* _Your objective_
All of the material below is to be returned exactly.

* _Records for this task_
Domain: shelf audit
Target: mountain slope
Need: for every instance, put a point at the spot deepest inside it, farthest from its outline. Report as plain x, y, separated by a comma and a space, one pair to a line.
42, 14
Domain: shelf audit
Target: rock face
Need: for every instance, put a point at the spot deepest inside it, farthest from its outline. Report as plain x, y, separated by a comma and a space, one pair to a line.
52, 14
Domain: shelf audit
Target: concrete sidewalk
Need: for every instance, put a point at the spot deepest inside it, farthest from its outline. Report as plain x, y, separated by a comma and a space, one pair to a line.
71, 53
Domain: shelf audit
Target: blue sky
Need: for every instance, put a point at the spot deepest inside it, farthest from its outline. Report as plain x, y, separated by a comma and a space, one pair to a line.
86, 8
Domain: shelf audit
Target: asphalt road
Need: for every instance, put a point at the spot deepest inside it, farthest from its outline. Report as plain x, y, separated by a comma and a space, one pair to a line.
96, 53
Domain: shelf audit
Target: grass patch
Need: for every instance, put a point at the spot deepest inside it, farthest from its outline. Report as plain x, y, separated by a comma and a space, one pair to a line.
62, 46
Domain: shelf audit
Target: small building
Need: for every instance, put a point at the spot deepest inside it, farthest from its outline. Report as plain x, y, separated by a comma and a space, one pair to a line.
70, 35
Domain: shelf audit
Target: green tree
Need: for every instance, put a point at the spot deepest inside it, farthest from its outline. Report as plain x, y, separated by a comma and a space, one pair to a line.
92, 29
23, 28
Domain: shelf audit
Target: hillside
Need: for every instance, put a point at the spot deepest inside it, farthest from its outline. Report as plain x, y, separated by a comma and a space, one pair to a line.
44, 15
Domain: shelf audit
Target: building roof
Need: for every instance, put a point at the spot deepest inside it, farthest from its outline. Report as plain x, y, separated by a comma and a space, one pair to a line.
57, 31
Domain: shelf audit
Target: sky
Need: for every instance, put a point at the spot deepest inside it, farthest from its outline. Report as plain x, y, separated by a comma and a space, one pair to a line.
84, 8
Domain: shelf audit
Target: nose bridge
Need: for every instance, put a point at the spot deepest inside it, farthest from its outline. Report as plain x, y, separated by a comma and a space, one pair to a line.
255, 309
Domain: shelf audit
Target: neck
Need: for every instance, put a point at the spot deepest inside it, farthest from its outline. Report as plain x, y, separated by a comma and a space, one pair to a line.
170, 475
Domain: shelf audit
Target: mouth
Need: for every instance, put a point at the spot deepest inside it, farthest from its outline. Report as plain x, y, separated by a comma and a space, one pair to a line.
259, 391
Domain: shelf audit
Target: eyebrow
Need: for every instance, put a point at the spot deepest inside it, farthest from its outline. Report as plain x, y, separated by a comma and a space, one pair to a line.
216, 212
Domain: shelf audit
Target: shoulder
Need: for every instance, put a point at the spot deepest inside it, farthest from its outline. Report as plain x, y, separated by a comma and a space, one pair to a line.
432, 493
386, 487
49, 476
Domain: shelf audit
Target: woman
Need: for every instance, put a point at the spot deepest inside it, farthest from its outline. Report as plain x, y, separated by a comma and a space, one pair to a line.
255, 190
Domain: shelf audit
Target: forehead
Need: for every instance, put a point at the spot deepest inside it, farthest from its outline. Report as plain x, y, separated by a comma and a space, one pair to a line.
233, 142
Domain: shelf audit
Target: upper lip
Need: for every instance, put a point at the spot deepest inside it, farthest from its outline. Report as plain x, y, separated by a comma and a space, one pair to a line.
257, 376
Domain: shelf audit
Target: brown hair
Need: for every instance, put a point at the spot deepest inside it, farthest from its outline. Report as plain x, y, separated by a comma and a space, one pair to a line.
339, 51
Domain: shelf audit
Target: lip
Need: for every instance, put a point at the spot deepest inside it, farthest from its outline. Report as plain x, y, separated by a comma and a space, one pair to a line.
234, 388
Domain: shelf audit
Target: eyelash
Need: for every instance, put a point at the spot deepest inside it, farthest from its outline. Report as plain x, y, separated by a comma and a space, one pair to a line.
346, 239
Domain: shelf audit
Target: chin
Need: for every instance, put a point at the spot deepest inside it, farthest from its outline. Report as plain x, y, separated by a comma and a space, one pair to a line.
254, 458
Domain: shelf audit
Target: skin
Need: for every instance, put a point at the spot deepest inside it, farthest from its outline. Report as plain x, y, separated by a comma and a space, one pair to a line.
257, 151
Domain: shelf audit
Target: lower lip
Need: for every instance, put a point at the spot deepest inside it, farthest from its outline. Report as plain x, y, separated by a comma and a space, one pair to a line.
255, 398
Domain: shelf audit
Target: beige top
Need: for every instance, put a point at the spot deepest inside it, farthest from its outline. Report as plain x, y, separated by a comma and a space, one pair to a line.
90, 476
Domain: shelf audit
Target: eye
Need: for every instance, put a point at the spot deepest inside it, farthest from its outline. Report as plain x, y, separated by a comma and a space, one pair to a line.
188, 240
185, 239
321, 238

* _Response to this exercise_
Domain: shelf audit
Target: mountain slope
Need: for every instance, put a point at the spot deepest inside it, farthest from its outline. Report as plain x, y, separated by a comma and a space, one pair to a line.
42, 14
Domain: shelf audit
Target: rock face
Need: for every instance, put a point at the spot deepest inside it, farthest from its outline. Report as plain x, y, separated by a comma and a space, one pair to a line.
52, 14
Domain: shelf audit
Target: concrete sidewalk
Need: for every instance, put a point at the spot deepest inside it, farthest from its outline. Report as plain x, y, separated by a comma and a space, one pair to a line.
71, 53
Domain: shelf audit
Target: blue sky
Need: for every instance, put a point at the spot deepest inside it, farthest from its outline. Report as plain x, y, separated by a comma and a space, one pair to a line.
86, 8
Domain: shelf audit
Target: asphalt road
Need: for every instance, put a point at the spot deepest inside it, farthest from its outline. Report as plain x, y, separated by a comma and a space, one pair to a line.
96, 53
Domain: shelf audit
Target: grass patch
Need: for every instance, put a point at the spot deepest inside it, farthest from its outline. Report as plain x, y, separated by a comma and a space, one pair to a line.
62, 46
Domain: shelf audit
Target: small building
Need: for every instance, put a point at the spot deepest inside it, farthest from its outline. Report as plain x, y, separated by a comma and a space, one pair to a line.
70, 35
Domain: shelf audit
Target: green tree
Need: for every instance, put a point at the spot deepest inside it, farthest from its outline. Report as plain x, y, separated by a comma and a space, one pair to a line.
92, 29
23, 28
Domain: shelf audit
Target: hillside
Need: for every instance, put a point at the spot deepest inside it, farthest from its outline. Report as plain x, y, separated by a comma and a space, one pair to a line.
44, 15
Domain: shelf audit
Target: building roof
Need: for every instance, put a point at the spot deepest inside it, farthest from its outline. Report as plain x, y, separated by a comma and a space, one pair to a line.
57, 31
Domain: shelf audit
Target: sky
Need: for every instance, put a point at the spot deepest inside it, farthest from its outline. Report as plain x, y, separated by a comma and a space, one pair to a line.
84, 8
Domain: shelf audit
Target: nose bridge
Need: for every instance, put a point at the spot deepest inside it, farthest from its outline. Report as plain x, y, separated by a comma and a space, one pair to a line.
255, 309
Domain: shelf audit
Target: neck
Need: for every instance, put a point at the spot deepest inside it, farthest from its outline. Report as plain x, y, separated by a comma and a space, one pair to a line.
170, 475
Domain: shelf audit
Target: mouth
Need: for every instance, put a point at the spot deepest inside it, farthest from its outline. Report as plain x, y, separated by a comma and a space, one pair to a line.
259, 391
Domain: shelf audit
Target: eyebrow
Need: for every instance, put a point at the spot deepest inside it, farthest from its outline. Report as plain x, y, separated by a comma and a space, one pair to a line.
216, 212
Domain: shelf audit
Target: shoulder
Need: for every instance, put a point at the spot deepest inside it, farthest from its outline. Report as plain x, y, separated by a comma and a space, one pair to a line.
432, 493
386, 487
49, 476
Domain: shelf audit
Target: woman
Need: for every instance, put a point at the spot deepest inside it, farthest from its outline. Report as plain x, y, separated by a comma and a space, one pair to a line.
255, 190
Domain: shelf audit
Target: forehead
Need: for every instance, put a point at the spot deepest inside it, farthest from its outline. Report as plain x, y, separated by a comma and a space, one pair to a line.
233, 142
Domain: shelf audit
Target: upper lip
Need: for every instance, put a point at the spot deepest inside it, farthest from its outline. Report as plain x, y, separated by a comma and a space, one pair to a line.
257, 376
Domain: shelf audit
Target: brown hair
Need: for every instance, put a point at the spot deepest inside it, farthest from its outline. Report as plain x, y, separated by a comma and a space, one pair to a line.
339, 51
Domain: shelf audit
Target: lip
Need: for every instance, put a point at the spot deepest inside it, farthest from its outline. Report as plain x, y, separated by a comma and a space, one pair to a line.
234, 388
Domain: shelf audit
Target: eyelash
Need: for every instance, put a point at the spot deepest inside it, farthest from its outline. Report as plain x, y, separated by a comma and a space, one pair to a line.
346, 239
Domain: shelf audit
Target: chin
Need: for every instance, put a point at the spot deepest inside it, farthest from its outline. Report as plain x, y, separated by a comma and a space, one pair to a line.
254, 458
Domain: shelf audit
Target: skin
Need: for every instance, put a point at the spot deepest inside it, farthest from its outline. Report as plain x, y, separated by a comma and a space, one pair to a line.
257, 151
Domain: shelf audit
Target: lower lip
Need: for every instance, put a point at the spot deepest inside it, farthest from its outline. Report as plain x, y, separated by a comma and a space, one pair to a line.
255, 398
Domain: shelf audit
Target: beige top
Need: for every instance, put a point at the spot deepest inside it, farthest from its outline. Report as plain x, y, separated by a comma and a space, one pair to a line.
90, 476
Domain: shelf audit
Target: eye
Need: for every instance, put a point at the spot deepest inside it, farthest from its outline. Report as plain x, y, separated by a comma and a space, one pair to a line.
188, 240
185, 239
321, 238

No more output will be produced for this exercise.